▶ [Requests]:
(1) Repeat the speech evaluation text word for word, everything from "Style Manipulation Experiment¶" down to "the text input.".
(2) Pick up the speech evaluation text after its final sentence and keep writing.

▶ [Document]:
────────
Speech Generation Quality Evaluation (TTS, Subjective Listening Tests)¶

Prompt Type	N-MOS (Naturalness)	E-MOS (Expressiveness)
Text Only	2.02 ± 0.69	2.33 ± 0.97
Speech Only	2.89 ± 0.82	3.19 ± 0.88
ParaMETA Text	3.06 ± 0.71	2.91 ± 0.87
ParaMETA Speech	3.41 ± 0.86	3.41 ± 1.10

ParaMETA embeddings significantly improve perceptual quality for both prompt types. Text-prompt naturalness improves by 1.0 point; speech-prompt naturalness improves by 0.5 points. Disentangled embeddings filter out irrelevant information such as background noise.

Style Manipulation Experiment¶

Manipulation Type	Original Similarity	Post-Manipulation Similarity	Classification Accuracy
Language	0.4812	0.4850	55.0%
Age	0.4707	0.5486	70.0%
Emotion	0.4687	0.8367	90.0%
Gender	0.4707	0.9888	100.0%

Gender manipulation achieves the highest precision (100%), followed closely by emotion (90%). Language manipulation yields the weakest results (55%), as language is primarily conveyed through phonemes and lexical content, which are tightly bound to the text input.
────────
(Source records)
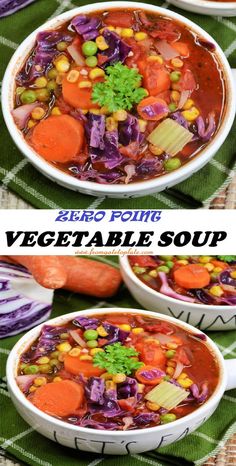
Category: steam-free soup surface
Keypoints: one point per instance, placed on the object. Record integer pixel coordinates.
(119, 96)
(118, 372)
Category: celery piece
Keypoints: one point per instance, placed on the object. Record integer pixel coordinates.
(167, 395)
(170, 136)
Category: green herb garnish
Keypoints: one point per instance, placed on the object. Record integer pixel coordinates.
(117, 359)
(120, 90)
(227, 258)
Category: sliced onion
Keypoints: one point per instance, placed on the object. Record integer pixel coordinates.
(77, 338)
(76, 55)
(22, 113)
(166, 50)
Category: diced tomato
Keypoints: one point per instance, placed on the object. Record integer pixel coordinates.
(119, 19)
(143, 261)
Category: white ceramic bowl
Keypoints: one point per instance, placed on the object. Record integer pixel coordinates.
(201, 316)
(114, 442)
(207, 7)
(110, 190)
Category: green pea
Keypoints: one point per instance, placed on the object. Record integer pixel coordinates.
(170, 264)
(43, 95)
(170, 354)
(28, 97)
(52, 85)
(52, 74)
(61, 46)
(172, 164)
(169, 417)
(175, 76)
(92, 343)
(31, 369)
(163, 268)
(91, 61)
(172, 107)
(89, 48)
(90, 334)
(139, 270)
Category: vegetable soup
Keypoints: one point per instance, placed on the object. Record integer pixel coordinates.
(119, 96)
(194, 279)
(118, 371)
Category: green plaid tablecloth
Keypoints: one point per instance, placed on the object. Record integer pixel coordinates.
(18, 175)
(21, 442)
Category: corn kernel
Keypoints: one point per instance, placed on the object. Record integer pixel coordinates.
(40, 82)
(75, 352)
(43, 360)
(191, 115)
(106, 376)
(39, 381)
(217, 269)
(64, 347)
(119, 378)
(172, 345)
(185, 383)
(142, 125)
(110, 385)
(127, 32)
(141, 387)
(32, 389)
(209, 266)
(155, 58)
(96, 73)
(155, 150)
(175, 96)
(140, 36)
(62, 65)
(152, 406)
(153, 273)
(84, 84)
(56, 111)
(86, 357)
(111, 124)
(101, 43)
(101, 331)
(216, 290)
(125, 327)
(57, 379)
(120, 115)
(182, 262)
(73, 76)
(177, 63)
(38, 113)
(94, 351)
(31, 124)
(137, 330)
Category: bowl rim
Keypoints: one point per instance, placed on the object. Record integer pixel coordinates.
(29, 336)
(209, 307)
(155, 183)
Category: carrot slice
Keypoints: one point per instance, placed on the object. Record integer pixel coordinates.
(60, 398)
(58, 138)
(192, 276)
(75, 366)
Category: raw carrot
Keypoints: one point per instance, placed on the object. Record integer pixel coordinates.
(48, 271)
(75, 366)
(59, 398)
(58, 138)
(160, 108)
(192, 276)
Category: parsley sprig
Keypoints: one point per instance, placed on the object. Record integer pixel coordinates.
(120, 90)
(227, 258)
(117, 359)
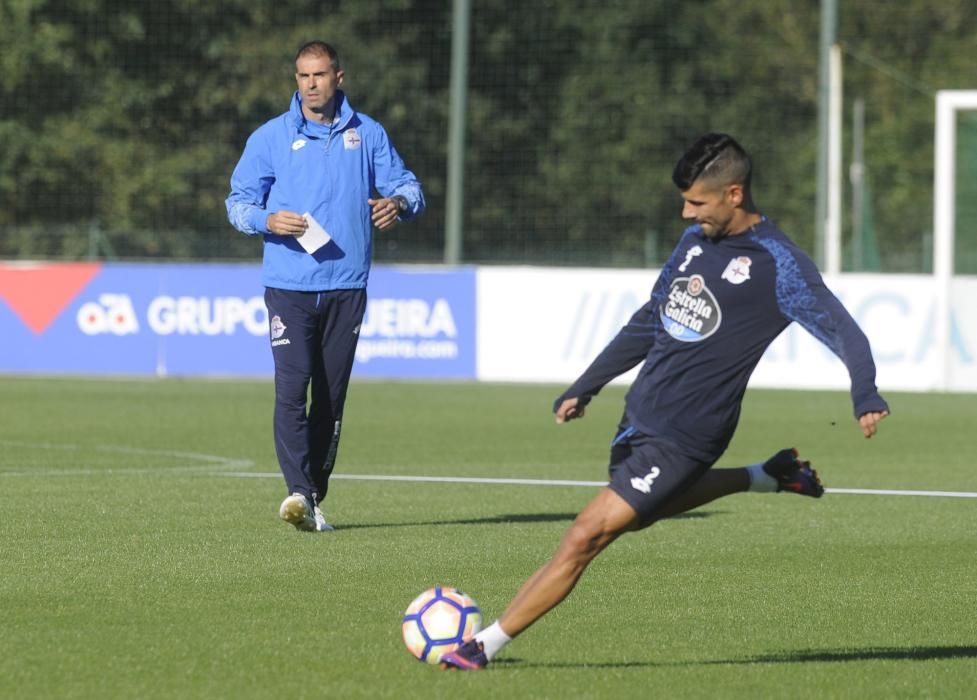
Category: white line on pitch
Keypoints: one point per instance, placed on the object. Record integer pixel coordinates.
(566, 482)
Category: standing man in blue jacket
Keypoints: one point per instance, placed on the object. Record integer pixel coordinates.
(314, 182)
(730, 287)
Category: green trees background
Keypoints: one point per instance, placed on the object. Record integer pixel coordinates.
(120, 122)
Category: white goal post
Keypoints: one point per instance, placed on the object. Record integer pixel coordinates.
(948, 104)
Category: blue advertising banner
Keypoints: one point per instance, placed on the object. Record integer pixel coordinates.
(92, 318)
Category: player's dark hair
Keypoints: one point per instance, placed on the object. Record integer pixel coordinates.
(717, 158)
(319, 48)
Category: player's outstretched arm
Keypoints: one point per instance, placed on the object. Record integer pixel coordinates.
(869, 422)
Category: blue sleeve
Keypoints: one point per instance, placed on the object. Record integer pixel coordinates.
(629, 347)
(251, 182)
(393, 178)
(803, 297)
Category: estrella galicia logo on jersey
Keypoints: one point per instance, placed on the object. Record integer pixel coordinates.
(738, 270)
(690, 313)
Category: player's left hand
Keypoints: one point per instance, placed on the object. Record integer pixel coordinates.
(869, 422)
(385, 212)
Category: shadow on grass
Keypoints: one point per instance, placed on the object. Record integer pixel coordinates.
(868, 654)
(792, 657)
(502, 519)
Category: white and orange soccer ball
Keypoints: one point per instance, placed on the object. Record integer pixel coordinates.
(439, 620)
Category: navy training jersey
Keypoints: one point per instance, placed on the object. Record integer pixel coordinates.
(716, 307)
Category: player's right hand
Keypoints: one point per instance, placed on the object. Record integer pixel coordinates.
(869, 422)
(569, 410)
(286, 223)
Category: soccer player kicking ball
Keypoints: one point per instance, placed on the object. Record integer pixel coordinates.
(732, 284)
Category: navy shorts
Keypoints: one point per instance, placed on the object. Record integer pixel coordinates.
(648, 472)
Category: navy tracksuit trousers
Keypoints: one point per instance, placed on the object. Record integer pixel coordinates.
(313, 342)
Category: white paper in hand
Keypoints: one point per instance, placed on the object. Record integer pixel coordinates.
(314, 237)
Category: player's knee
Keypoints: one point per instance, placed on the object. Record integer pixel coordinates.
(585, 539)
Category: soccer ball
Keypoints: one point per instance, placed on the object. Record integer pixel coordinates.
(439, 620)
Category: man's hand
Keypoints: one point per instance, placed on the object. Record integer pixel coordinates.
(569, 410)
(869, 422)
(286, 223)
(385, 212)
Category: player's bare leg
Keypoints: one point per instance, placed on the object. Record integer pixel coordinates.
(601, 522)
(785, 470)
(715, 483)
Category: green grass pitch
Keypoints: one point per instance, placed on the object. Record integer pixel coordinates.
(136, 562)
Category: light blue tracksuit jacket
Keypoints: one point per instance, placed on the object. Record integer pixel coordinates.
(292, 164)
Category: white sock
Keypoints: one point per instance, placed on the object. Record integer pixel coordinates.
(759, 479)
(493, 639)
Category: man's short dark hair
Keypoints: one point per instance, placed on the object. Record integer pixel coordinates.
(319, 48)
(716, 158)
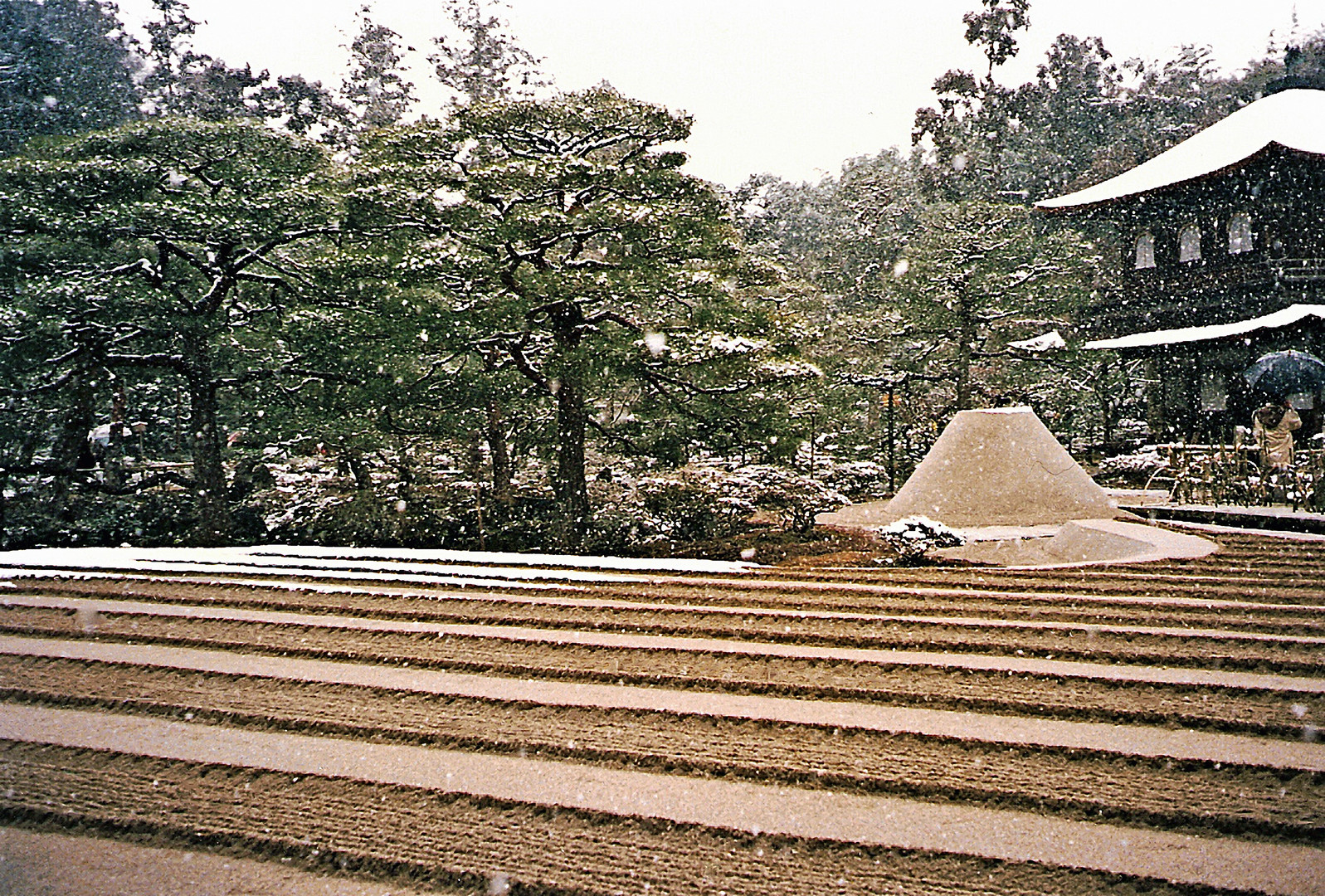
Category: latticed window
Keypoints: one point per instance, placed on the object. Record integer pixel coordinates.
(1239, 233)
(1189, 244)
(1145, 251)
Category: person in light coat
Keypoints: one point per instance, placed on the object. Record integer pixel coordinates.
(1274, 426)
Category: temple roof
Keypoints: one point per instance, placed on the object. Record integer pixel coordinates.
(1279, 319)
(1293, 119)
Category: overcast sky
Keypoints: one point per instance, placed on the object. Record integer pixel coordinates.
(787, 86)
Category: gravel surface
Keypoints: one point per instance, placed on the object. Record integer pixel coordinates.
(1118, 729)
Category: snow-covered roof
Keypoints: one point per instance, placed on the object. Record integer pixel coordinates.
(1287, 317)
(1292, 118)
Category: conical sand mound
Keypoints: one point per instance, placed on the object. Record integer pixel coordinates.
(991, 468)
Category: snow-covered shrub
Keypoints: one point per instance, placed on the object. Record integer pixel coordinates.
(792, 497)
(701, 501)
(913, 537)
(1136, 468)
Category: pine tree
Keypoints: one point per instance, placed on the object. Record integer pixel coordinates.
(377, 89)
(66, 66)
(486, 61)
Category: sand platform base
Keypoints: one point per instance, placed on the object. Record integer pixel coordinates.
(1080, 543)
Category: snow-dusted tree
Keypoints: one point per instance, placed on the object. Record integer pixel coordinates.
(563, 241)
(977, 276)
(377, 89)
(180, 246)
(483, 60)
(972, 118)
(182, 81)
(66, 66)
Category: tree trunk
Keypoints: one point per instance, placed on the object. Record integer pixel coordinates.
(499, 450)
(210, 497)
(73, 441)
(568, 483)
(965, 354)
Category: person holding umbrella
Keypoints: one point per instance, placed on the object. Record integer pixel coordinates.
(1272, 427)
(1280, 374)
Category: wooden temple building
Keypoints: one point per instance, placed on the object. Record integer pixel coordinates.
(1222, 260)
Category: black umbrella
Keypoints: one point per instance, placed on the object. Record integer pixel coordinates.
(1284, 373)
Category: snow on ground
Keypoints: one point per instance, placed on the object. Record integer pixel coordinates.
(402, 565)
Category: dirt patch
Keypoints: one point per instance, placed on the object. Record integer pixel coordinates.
────────
▶ [Results]:
(1)
Style Manipulation Experiment¶

Manipulation Type	Original Similarity	Post-Manipulation Similarity	Classification Accuracy
Language	0.4812	0.4850	55.0%
Age	0.4707	0.5486	70.0%
Emotion	0.4687	0.8367	90.0%
Gender	0.4707	0.9888	100.0%

Gender manipulation achieves the highest precision (100%), followed closely by emotion (90%). Language manipulation yields the weakest results (55%), as language is primarily conveyed through phonemes and lexical content, which are tightly bound to the text input.

(2)
Ablation Study: Computational Resource Comparison¶

Method	RTF (Real-Time Factor)	Parameters	GPU Memory
CLAP	0.091	198.48M	1966 MB
ParaCLAP	0.008	276.33M	1345 MB
ParaMETA (LSTM)	0.003	3.77M	433 MB
ParaMETA (Transformer)	0.005	1.86M	429 MB

ParaMETA-LSTM requires only 1.9% of CLAP's parameters, 22% of its GPU memory, and runs 30× faster, making it highly suitable for resource-constrained and real-time deployment scenarios.

Key Findings¶

Necessity of disentanglement: t-SNE visualizations clearly show that in the META space, gender dominates the clustering structure (e.g., happy male is closer to sad male), whereas in task-specific subspaces, emotion clusters are substantially cleaner—confirming that projection achieves style disentanglement.
Cross-entropy is a reasonable baseline: In direct training settings, CE-based multi-task learning is less susceptible to negative transfer than CLAP, yet still less stable than ParaMETA.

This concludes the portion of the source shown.